= Task brief =
Below are the records. List every line holding the word "diagonal".

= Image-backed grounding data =
#####

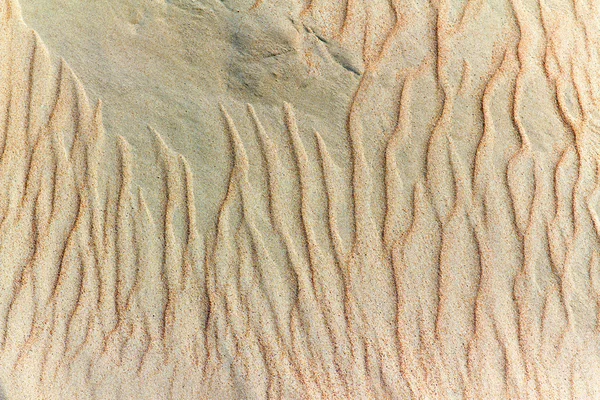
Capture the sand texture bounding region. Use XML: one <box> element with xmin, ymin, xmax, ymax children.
<box><xmin>1</xmin><ymin>0</ymin><xmax>600</xmax><ymax>398</ymax></box>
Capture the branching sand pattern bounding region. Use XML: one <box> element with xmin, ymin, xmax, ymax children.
<box><xmin>3</xmin><ymin>0</ymin><xmax>600</xmax><ymax>398</ymax></box>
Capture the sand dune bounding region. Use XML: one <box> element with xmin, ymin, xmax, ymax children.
<box><xmin>2</xmin><ymin>0</ymin><xmax>600</xmax><ymax>398</ymax></box>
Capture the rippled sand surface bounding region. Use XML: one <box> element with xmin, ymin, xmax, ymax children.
<box><xmin>1</xmin><ymin>0</ymin><xmax>600</xmax><ymax>397</ymax></box>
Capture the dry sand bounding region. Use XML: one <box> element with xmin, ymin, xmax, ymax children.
<box><xmin>0</xmin><ymin>0</ymin><xmax>600</xmax><ymax>398</ymax></box>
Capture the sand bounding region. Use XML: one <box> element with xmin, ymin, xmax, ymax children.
<box><xmin>0</xmin><ymin>0</ymin><xmax>599</xmax><ymax>398</ymax></box>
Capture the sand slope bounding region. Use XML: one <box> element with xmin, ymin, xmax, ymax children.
<box><xmin>2</xmin><ymin>0</ymin><xmax>600</xmax><ymax>398</ymax></box>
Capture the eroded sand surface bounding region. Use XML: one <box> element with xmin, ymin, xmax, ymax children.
<box><xmin>2</xmin><ymin>0</ymin><xmax>600</xmax><ymax>398</ymax></box>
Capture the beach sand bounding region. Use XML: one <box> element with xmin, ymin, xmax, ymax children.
<box><xmin>0</xmin><ymin>0</ymin><xmax>599</xmax><ymax>397</ymax></box>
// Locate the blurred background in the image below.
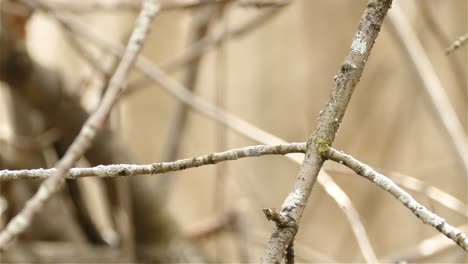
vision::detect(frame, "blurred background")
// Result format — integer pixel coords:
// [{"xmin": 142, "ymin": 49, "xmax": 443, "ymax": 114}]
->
[{"xmin": 0, "ymin": 0, "xmax": 466, "ymax": 262}]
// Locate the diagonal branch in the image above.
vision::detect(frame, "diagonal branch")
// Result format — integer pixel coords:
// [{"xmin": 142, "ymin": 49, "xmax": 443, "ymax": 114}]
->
[
  {"xmin": 123, "ymin": 4, "xmax": 283, "ymax": 95},
  {"xmin": 261, "ymin": 1, "xmax": 393, "ymax": 262},
  {"xmin": 0, "ymin": 142, "xmax": 306, "ymax": 180},
  {"xmin": 387, "ymin": 2, "xmax": 468, "ymax": 177},
  {"xmin": 25, "ymin": 2, "xmax": 378, "ymax": 260},
  {"xmin": 326, "ymin": 147, "xmax": 468, "ymax": 252},
  {"xmin": 380, "ymin": 224, "xmax": 468, "ymax": 263},
  {"xmin": 446, "ymin": 33, "xmax": 468, "ymax": 55},
  {"xmin": 0, "ymin": 0, "xmax": 160, "ymax": 249},
  {"xmin": 327, "ymin": 167, "xmax": 468, "ymax": 218}
]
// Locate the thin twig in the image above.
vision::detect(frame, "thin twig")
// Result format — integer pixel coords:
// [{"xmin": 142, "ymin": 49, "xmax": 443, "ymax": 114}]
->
[
  {"xmin": 0, "ymin": 0, "xmax": 160, "ymax": 249},
  {"xmin": 326, "ymin": 167, "xmax": 468, "ymax": 218},
  {"xmin": 388, "ymin": 172, "xmax": 468, "ymax": 218},
  {"xmin": 446, "ymin": 33, "xmax": 468, "ymax": 55},
  {"xmin": 123, "ymin": 5, "xmax": 282, "ymax": 96},
  {"xmin": 213, "ymin": 5, "xmax": 229, "ymax": 262},
  {"xmin": 142, "ymin": 50, "xmax": 380, "ymax": 263},
  {"xmin": 0, "ymin": 129, "xmax": 60, "ymax": 150},
  {"xmin": 185, "ymin": 210, "xmax": 237, "ymax": 240},
  {"xmin": 387, "ymin": 2, "xmax": 468, "ymax": 177},
  {"xmin": 11, "ymin": 0, "xmax": 230, "ymax": 12},
  {"xmin": 156, "ymin": 5, "xmax": 217, "ymax": 202},
  {"xmin": 380, "ymin": 224, "xmax": 468, "ymax": 263},
  {"xmin": 417, "ymin": 1, "xmax": 467, "ymax": 120},
  {"xmin": 28, "ymin": 3, "xmax": 378, "ymax": 260},
  {"xmin": 162, "ymin": 6, "xmax": 280, "ymax": 72},
  {"xmin": 326, "ymin": 147, "xmax": 468, "ymax": 251},
  {"xmin": 213, "ymin": 2, "xmax": 228, "ymax": 214},
  {"xmin": 0, "ymin": 143, "xmax": 307, "ymax": 180},
  {"xmin": 316, "ymin": 170, "xmax": 377, "ymax": 263},
  {"xmin": 262, "ymin": 1, "xmax": 392, "ymax": 262},
  {"xmin": 63, "ymin": 30, "xmax": 109, "ymax": 78},
  {"xmin": 239, "ymin": 0, "xmax": 290, "ymax": 8}
]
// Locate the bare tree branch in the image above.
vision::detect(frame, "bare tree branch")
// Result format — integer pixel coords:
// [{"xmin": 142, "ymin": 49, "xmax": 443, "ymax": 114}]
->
[
  {"xmin": 326, "ymin": 167, "xmax": 468, "ymax": 218},
  {"xmin": 123, "ymin": 5, "xmax": 282, "ymax": 96},
  {"xmin": 388, "ymin": 172, "xmax": 468, "ymax": 218},
  {"xmin": 387, "ymin": 2, "xmax": 468, "ymax": 177},
  {"xmin": 156, "ymin": 5, "xmax": 218, "ymax": 202},
  {"xmin": 261, "ymin": 1, "xmax": 392, "ymax": 262},
  {"xmin": 326, "ymin": 147, "xmax": 468, "ymax": 252},
  {"xmin": 0, "ymin": 143, "xmax": 306, "ymax": 180},
  {"xmin": 381, "ymin": 224, "xmax": 468, "ymax": 263},
  {"xmin": 28, "ymin": 4, "xmax": 379, "ymax": 260},
  {"xmin": 0, "ymin": 0, "xmax": 160, "ymax": 249},
  {"xmin": 0, "ymin": 0, "xmax": 231, "ymax": 13}
]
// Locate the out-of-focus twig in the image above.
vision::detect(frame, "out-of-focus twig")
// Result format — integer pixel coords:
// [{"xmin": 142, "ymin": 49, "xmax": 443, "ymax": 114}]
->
[
  {"xmin": 28, "ymin": 4, "xmax": 378, "ymax": 261},
  {"xmin": 380, "ymin": 224, "xmax": 468, "ymax": 263},
  {"xmin": 123, "ymin": 5, "xmax": 282, "ymax": 96},
  {"xmin": 239, "ymin": 0, "xmax": 290, "ymax": 8},
  {"xmin": 0, "ymin": 0, "xmax": 160, "ymax": 250},
  {"xmin": 387, "ymin": 2, "xmax": 468, "ymax": 177},
  {"xmin": 0, "ymin": 129, "xmax": 60, "ymax": 150},
  {"xmin": 262, "ymin": 1, "xmax": 392, "ymax": 262},
  {"xmin": 326, "ymin": 147, "xmax": 468, "ymax": 251},
  {"xmin": 156, "ymin": 4, "xmax": 218, "ymax": 202},
  {"xmin": 213, "ymin": 2, "xmax": 228, "ymax": 215},
  {"xmin": 418, "ymin": 1, "xmax": 467, "ymax": 109},
  {"xmin": 162, "ymin": 6, "xmax": 280, "ymax": 72},
  {"xmin": 0, "ymin": 0, "xmax": 230, "ymax": 12},
  {"xmin": 185, "ymin": 210, "xmax": 237, "ymax": 240},
  {"xmin": 446, "ymin": 33, "xmax": 468, "ymax": 55},
  {"xmin": 326, "ymin": 167, "xmax": 468, "ymax": 218},
  {"xmin": 389, "ymin": 172, "xmax": 468, "ymax": 218}
]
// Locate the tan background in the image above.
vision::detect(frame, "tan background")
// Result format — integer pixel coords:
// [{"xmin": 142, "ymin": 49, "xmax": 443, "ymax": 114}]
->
[{"xmin": 1, "ymin": 0, "xmax": 466, "ymax": 262}]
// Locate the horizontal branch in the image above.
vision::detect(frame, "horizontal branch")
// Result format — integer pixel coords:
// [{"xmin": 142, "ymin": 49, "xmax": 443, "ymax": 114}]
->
[
  {"xmin": 325, "ymin": 147, "xmax": 468, "ymax": 252},
  {"xmin": 0, "ymin": 0, "xmax": 230, "ymax": 13},
  {"xmin": 0, "ymin": 143, "xmax": 306, "ymax": 180},
  {"xmin": 10, "ymin": 3, "xmax": 376, "ymax": 260}
]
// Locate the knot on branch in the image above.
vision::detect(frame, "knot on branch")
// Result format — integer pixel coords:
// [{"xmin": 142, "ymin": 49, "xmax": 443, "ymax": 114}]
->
[{"xmin": 262, "ymin": 208, "xmax": 298, "ymax": 231}]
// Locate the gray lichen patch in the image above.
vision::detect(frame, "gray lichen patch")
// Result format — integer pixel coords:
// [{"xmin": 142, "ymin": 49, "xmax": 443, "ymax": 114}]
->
[
  {"xmin": 372, "ymin": 171, "xmax": 392, "ymax": 190},
  {"xmin": 417, "ymin": 208, "xmax": 444, "ymax": 226},
  {"xmin": 351, "ymin": 32, "xmax": 367, "ymax": 54},
  {"xmin": 281, "ymin": 189, "xmax": 305, "ymax": 213}
]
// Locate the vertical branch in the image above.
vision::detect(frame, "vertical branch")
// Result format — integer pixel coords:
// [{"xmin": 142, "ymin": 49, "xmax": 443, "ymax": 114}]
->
[
  {"xmin": 0, "ymin": 0, "xmax": 160, "ymax": 249},
  {"xmin": 261, "ymin": 1, "xmax": 393, "ymax": 262},
  {"xmin": 41, "ymin": 4, "xmax": 378, "ymax": 259},
  {"xmin": 20, "ymin": 2, "xmax": 379, "ymax": 260}
]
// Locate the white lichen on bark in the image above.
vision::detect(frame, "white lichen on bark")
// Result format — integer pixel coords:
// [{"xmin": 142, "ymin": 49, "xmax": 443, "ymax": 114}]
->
[{"xmin": 351, "ymin": 32, "xmax": 367, "ymax": 54}]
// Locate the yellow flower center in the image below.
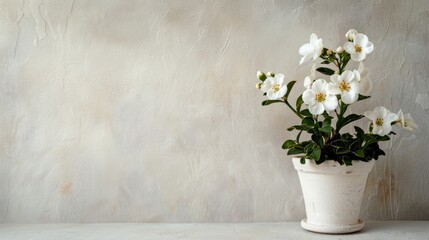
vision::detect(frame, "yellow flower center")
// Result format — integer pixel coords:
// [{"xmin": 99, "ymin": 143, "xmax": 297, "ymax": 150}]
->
[
  {"xmin": 271, "ymin": 84, "xmax": 280, "ymax": 93},
  {"xmin": 375, "ymin": 117, "xmax": 384, "ymax": 126},
  {"xmin": 315, "ymin": 93, "xmax": 326, "ymax": 102},
  {"xmin": 339, "ymin": 80, "xmax": 350, "ymax": 92},
  {"xmin": 354, "ymin": 45, "xmax": 362, "ymax": 53}
]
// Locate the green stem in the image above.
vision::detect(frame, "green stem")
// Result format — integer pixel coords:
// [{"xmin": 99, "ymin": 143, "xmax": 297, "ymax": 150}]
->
[{"xmin": 285, "ymin": 100, "xmax": 303, "ymax": 119}]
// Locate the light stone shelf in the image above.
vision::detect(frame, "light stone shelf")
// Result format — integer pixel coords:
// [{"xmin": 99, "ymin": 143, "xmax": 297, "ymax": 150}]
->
[{"xmin": 0, "ymin": 222, "xmax": 428, "ymax": 239}]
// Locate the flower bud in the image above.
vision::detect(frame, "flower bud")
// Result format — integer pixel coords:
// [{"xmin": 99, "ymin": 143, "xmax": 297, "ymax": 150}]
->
[
  {"xmin": 266, "ymin": 72, "xmax": 275, "ymax": 77},
  {"xmin": 257, "ymin": 71, "xmax": 266, "ymax": 81},
  {"xmin": 345, "ymin": 29, "xmax": 358, "ymax": 41},
  {"xmin": 327, "ymin": 49, "xmax": 333, "ymax": 56},
  {"xmin": 336, "ymin": 46, "xmax": 344, "ymax": 53},
  {"xmin": 255, "ymin": 82, "xmax": 263, "ymax": 89}
]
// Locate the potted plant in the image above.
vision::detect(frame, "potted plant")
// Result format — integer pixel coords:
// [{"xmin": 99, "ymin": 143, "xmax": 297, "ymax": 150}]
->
[{"xmin": 255, "ymin": 29, "xmax": 418, "ymax": 234}]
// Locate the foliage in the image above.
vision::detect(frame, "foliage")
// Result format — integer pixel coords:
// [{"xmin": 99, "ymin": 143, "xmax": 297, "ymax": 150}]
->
[{"xmin": 256, "ymin": 30, "xmax": 416, "ymax": 165}]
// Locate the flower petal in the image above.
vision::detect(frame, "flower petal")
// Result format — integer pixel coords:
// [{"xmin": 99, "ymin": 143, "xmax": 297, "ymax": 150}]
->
[
  {"xmin": 352, "ymin": 52, "xmax": 366, "ymax": 61},
  {"xmin": 312, "ymin": 79, "xmax": 326, "ymax": 92},
  {"xmin": 299, "ymin": 43, "xmax": 312, "ymax": 56},
  {"xmin": 343, "ymin": 42, "xmax": 355, "ymax": 54},
  {"xmin": 365, "ymin": 41, "xmax": 374, "ymax": 54},
  {"xmin": 304, "ymin": 76, "xmax": 312, "ymax": 89},
  {"xmin": 323, "ymin": 95, "xmax": 338, "ymax": 111},
  {"xmin": 364, "ymin": 110, "xmax": 375, "ymax": 121},
  {"xmin": 353, "ymin": 70, "xmax": 361, "ymax": 82},
  {"xmin": 358, "ymin": 62, "xmax": 365, "ymax": 73},
  {"xmin": 342, "ymin": 70, "xmax": 355, "ymax": 83},
  {"xmin": 261, "ymin": 81, "xmax": 271, "ymax": 92},
  {"xmin": 328, "ymin": 82, "xmax": 341, "ymax": 95},
  {"xmin": 349, "ymin": 81, "xmax": 360, "ymax": 92},
  {"xmin": 374, "ymin": 106, "xmax": 388, "ymax": 118},
  {"xmin": 372, "ymin": 125, "xmax": 382, "ymax": 135},
  {"xmin": 309, "ymin": 102, "xmax": 324, "ymax": 115},
  {"xmin": 275, "ymin": 74, "xmax": 285, "ymax": 85},
  {"xmin": 385, "ymin": 112, "xmax": 398, "ymax": 124},
  {"xmin": 330, "ymin": 74, "xmax": 341, "ymax": 85},
  {"xmin": 310, "ymin": 33, "xmax": 318, "ymax": 46},
  {"xmin": 358, "ymin": 76, "xmax": 372, "ymax": 95},
  {"xmin": 341, "ymin": 90, "xmax": 358, "ymax": 104},
  {"xmin": 278, "ymin": 85, "xmax": 287, "ymax": 98},
  {"xmin": 300, "ymin": 54, "xmax": 312, "ymax": 65},
  {"xmin": 302, "ymin": 89, "xmax": 315, "ymax": 105},
  {"xmin": 381, "ymin": 123, "xmax": 392, "ymax": 136},
  {"xmin": 267, "ymin": 90, "xmax": 277, "ymax": 100},
  {"xmin": 354, "ymin": 33, "xmax": 368, "ymax": 47}
]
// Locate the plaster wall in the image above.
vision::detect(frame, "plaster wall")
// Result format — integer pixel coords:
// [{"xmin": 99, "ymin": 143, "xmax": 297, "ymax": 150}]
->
[{"xmin": 0, "ymin": 0, "xmax": 428, "ymax": 222}]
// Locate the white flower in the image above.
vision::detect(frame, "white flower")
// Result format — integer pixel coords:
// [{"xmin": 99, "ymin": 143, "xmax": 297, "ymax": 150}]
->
[
  {"xmin": 364, "ymin": 106, "xmax": 398, "ymax": 136},
  {"xmin": 344, "ymin": 33, "xmax": 374, "ymax": 61},
  {"xmin": 329, "ymin": 70, "xmax": 359, "ymax": 104},
  {"xmin": 299, "ymin": 33, "xmax": 324, "ymax": 65},
  {"xmin": 336, "ymin": 46, "xmax": 344, "ymax": 53},
  {"xmin": 345, "ymin": 29, "xmax": 358, "ymax": 41},
  {"xmin": 396, "ymin": 110, "xmax": 418, "ymax": 132},
  {"xmin": 303, "ymin": 64, "xmax": 317, "ymax": 89},
  {"xmin": 261, "ymin": 74, "xmax": 287, "ymax": 100},
  {"xmin": 303, "ymin": 79, "xmax": 338, "ymax": 115},
  {"xmin": 353, "ymin": 62, "xmax": 372, "ymax": 95}
]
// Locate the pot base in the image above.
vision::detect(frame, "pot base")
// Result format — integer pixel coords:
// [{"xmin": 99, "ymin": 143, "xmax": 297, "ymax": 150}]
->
[{"xmin": 301, "ymin": 218, "xmax": 364, "ymax": 234}]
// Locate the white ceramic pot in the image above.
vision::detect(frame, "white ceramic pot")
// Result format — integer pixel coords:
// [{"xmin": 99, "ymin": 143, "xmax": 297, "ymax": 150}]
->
[{"xmin": 292, "ymin": 157, "xmax": 374, "ymax": 234}]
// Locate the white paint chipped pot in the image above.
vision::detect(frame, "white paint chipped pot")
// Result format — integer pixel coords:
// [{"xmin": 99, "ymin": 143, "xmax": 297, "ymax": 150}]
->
[{"xmin": 292, "ymin": 158, "xmax": 374, "ymax": 234}]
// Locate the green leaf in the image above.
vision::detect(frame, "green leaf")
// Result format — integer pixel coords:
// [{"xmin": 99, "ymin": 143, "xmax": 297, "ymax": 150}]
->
[
  {"xmin": 285, "ymin": 81, "xmax": 296, "ymax": 100},
  {"xmin": 350, "ymin": 140, "xmax": 362, "ymax": 151},
  {"xmin": 304, "ymin": 142, "xmax": 316, "ymax": 154},
  {"xmin": 282, "ymin": 140, "xmax": 296, "ymax": 149},
  {"xmin": 308, "ymin": 146, "xmax": 321, "ymax": 161},
  {"xmin": 378, "ymin": 135, "xmax": 390, "ymax": 141},
  {"xmin": 296, "ymin": 130, "xmax": 303, "ymax": 142},
  {"xmin": 300, "ymin": 157, "xmax": 306, "ymax": 164},
  {"xmin": 300, "ymin": 109, "xmax": 312, "ymax": 117},
  {"xmin": 354, "ymin": 126, "xmax": 365, "ymax": 138},
  {"xmin": 322, "ymin": 112, "xmax": 333, "ymax": 121},
  {"xmin": 354, "ymin": 150, "xmax": 365, "ymax": 158},
  {"xmin": 341, "ymin": 114, "xmax": 364, "ymax": 128},
  {"xmin": 288, "ymin": 125, "xmax": 312, "ymax": 131},
  {"xmin": 357, "ymin": 94, "xmax": 371, "ymax": 101},
  {"xmin": 316, "ymin": 67, "xmax": 335, "ymax": 76},
  {"xmin": 262, "ymin": 100, "xmax": 283, "ymax": 106},
  {"xmin": 343, "ymin": 158, "xmax": 353, "ymax": 166},
  {"xmin": 287, "ymin": 148, "xmax": 304, "ymax": 155},
  {"xmin": 296, "ymin": 95, "xmax": 303, "ymax": 113},
  {"xmin": 311, "ymin": 134, "xmax": 323, "ymax": 147},
  {"xmin": 319, "ymin": 125, "xmax": 332, "ymax": 133},
  {"xmin": 336, "ymin": 148, "xmax": 349, "ymax": 154},
  {"xmin": 320, "ymin": 60, "xmax": 330, "ymax": 64},
  {"xmin": 331, "ymin": 140, "xmax": 346, "ymax": 148},
  {"xmin": 320, "ymin": 118, "xmax": 332, "ymax": 133},
  {"xmin": 301, "ymin": 117, "xmax": 314, "ymax": 126}
]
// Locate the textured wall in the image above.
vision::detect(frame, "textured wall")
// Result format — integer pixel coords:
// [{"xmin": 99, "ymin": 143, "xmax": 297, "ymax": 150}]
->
[{"xmin": 0, "ymin": 0, "xmax": 428, "ymax": 223}]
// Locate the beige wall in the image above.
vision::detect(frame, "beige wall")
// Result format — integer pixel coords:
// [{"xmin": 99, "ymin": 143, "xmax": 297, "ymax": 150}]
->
[{"xmin": 0, "ymin": 0, "xmax": 428, "ymax": 223}]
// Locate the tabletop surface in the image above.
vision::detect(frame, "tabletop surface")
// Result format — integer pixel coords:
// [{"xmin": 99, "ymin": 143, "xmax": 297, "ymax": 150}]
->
[{"xmin": 1, "ymin": 221, "xmax": 428, "ymax": 240}]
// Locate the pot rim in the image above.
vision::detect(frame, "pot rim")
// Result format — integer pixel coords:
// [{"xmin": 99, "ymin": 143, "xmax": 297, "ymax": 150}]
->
[{"xmin": 292, "ymin": 157, "xmax": 375, "ymax": 175}]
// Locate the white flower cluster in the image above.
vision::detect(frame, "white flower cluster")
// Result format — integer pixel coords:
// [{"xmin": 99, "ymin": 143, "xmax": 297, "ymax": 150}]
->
[
  {"xmin": 300, "ymin": 30, "xmax": 373, "ymax": 114},
  {"xmin": 299, "ymin": 29, "xmax": 374, "ymax": 65},
  {"xmin": 256, "ymin": 29, "xmax": 417, "ymax": 136}
]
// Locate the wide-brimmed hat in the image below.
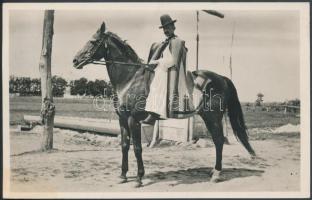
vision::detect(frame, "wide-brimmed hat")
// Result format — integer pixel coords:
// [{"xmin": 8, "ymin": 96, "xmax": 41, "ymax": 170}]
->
[{"xmin": 159, "ymin": 14, "xmax": 177, "ymax": 29}]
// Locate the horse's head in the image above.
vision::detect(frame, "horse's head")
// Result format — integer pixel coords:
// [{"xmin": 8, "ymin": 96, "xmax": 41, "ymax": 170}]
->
[
  {"xmin": 73, "ymin": 22, "xmax": 107, "ymax": 69},
  {"xmin": 73, "ymin": 22, "xmax": 141, "ymax": 69}
]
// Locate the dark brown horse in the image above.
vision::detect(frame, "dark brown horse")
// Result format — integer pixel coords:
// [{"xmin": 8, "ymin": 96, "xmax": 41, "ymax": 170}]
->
[{"xmin": 73, "ymin": 22, "xmax": 256, "ymax": 187}]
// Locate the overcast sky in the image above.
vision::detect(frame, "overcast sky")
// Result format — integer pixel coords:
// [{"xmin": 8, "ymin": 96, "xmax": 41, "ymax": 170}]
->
[{"xmin": 8, "ymin": 8, "xmax": 300, "ymax": 102}]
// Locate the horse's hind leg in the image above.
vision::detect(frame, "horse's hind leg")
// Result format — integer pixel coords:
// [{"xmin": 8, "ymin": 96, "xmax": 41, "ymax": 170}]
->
[
  {"xmin": 128, "ymin": 116, "xmax": 145, "ymax": 187},
  {"xmin": 119, "ymin": 117, "xmax": 130, "ymax": 183},
  {"xmin": 200, "ymin": 112, "xmax": 225, "ymax": 182}
]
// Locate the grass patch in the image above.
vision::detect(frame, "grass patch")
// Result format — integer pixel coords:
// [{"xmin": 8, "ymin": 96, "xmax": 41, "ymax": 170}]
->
[
  {"xmin": 9, "ymin": 96, "xmax": 118, "ymax": 124},
  {"xmin": 243, "ymin": 110, "xmax": 299, "ymax": 129},
  {"xmin": 10, "ymin": 96, "xmax": 300, "ymax": 138}
]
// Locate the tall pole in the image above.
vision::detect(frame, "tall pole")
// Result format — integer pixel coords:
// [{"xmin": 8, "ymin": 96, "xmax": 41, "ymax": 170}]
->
[
  {"xmin": 196, "ymin": 10, "xmax": 224, "ymax": 71},
  {"xmin": 229, "ymin": 22, "xmax": 236, "ymax": 80},
  {"xmin": 39, "ymin": 10, "xmax": 55, "ymax": 151},
  {"xmin": 196, "ymin": 10, "xmax": 199, "ymax": 71},
  {"xmin": 194, "ymin": 10, "xmax": 225, "ymax": 144},
  {"xmin": 225, "ymin": 21, "xmax": 235, "ymax": 145},
  {"xmin": 188, "ymin": 10, "xmax": 200, "ymax": 142}
]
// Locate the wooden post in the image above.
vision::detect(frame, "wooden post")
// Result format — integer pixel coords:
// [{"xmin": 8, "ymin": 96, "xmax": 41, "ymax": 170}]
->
[
  {"xmin": 39, "ymin": 10, "xmax": 55, "ymax": 151},
  {"xmin": 223, "ymin": 114, "xmax": 230, "ymax": 145},
  {"xmin": 196, "ymin": 10, "xmax": 199, "ymax": 71},
  {"xmin": 187, "ymin": 117, "xmax": 194, "ymax": 142},
  {"xmin": 149, "ymin": 120, "xmax": 160, "ymax": 148}
]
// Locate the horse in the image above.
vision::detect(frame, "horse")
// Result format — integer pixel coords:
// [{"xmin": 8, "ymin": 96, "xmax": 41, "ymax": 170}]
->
[{"xmin": 73, "ymin": 22, "xmax": 256, "ymax": 187}]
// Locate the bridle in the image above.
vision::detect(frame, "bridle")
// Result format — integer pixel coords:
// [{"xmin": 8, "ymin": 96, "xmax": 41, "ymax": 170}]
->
[{"xmin": 90, "ymin": 32, "xmax": 152, "ymax": 70}]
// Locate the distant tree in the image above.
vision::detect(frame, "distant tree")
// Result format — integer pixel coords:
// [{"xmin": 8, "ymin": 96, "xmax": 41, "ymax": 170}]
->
[
  {"xmin": 255, "ymin": 92, "xmax": 264, "ymax": 106},
  {"xmin": 10, "ymin": 76, "xmax": 35, "ymax": 95},
  {"xmin": 86, "ymin": 80, "xmax": 96, "ymax": 96},
  {"xmin": 105, "ymin": 81, "xmax": 114, "ymax": 98},
  {"xmin": 18, "ymin": 77, "xmax": 32, "ymax": 96},
  {"xmin": 31, "ymin": 78, "xmax": 41, "ymax": 96},
  {"xmin": 14, "ymin": 77, "xmax": 22, "ymax": 93},
  {"xmin": 72, "ymin": 78, "xmax": 88, "ymax": 96},
  {"xmin": 36, "ymin": 77, "xmax": 114, "ymax": 97},
  {"xmin": 99, "ymin": 80, "xmax": 107, "ymax": 95},
  {"xmin": 52, "ymin": 76, "xmax": 67, "ymax": 97},
  {"xmin": 80, "ymin": 79, "xmax": 113, "ymax": 97},
  {"xmin": 9, "ymin": 76, "xmax": 15, "ymax": 93},
  {"xmin": 287, "ymin": 98, "xmax": 300, "ymax": 107},
  {"xmin": 69, "ymin": 80, "xmax": 75, "ymax": 95}
]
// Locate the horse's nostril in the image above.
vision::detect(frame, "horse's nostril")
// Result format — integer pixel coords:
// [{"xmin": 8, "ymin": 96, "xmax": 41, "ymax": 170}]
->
[{"xmin": 73, "ymin": 59, "xmax": 77, "ymax": 64}]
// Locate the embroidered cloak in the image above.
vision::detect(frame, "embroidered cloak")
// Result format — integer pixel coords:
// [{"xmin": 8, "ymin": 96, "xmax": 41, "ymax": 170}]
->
[{"xmin": 146, "ymin": 36, "xmax": 193, "ymax": 119}]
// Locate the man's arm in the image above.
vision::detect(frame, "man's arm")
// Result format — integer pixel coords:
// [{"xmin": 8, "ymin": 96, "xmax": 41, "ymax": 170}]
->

#####

= Answer to the problem =
// Locate the diagonal branch in the image above.
vision::detect(frame, "diagonal branch")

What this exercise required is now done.